### 入力資料
---

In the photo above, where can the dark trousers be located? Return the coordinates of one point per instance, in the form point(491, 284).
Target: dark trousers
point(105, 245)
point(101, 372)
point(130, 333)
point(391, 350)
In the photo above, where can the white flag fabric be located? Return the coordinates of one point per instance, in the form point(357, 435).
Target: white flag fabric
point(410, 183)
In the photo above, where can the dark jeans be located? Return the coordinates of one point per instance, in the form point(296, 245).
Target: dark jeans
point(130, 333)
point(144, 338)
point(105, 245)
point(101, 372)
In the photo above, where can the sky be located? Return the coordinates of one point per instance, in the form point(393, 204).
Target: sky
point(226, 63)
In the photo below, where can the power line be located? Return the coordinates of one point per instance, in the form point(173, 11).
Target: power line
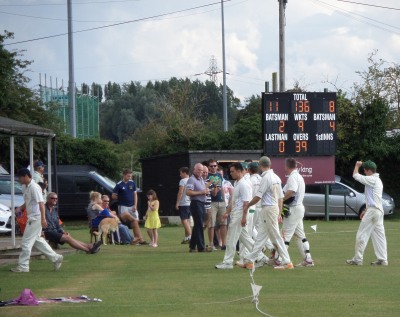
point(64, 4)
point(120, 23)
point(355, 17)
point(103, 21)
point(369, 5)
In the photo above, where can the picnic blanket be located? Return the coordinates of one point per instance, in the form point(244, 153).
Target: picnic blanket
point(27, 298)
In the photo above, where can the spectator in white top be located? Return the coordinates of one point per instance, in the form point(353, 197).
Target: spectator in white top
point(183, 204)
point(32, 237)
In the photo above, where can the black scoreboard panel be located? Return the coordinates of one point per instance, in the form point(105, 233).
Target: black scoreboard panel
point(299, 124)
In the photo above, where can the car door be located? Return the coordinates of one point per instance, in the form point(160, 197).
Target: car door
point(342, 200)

---

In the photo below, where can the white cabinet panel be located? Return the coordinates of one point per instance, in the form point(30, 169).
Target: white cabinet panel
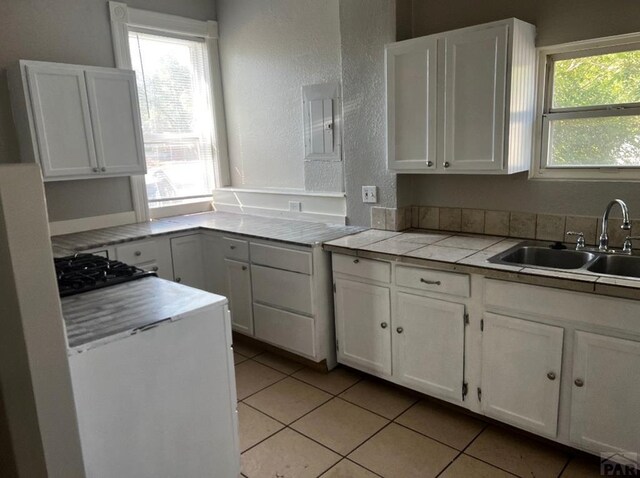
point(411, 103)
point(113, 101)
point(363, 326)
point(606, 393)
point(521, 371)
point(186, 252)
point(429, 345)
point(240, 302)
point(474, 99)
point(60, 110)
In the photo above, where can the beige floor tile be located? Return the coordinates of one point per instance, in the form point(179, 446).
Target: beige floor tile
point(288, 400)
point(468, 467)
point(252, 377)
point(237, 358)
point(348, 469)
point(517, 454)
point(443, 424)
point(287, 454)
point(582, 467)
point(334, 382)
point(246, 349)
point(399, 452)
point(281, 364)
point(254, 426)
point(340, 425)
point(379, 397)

---

### 課題
上の資料のうち、「In the photo above, where can the black」を含む行から「point(299, 124)」を含む行までを、その行も含めて番号付きリストとして並べよ。空行は除くこと。

### 解答
1. In the photo above, where can the black scoreboard panel be located? Return the coordinates of one point per instance, in the form point(105, 233).
2. Target: black scoreboard panel
3. point(299, 124)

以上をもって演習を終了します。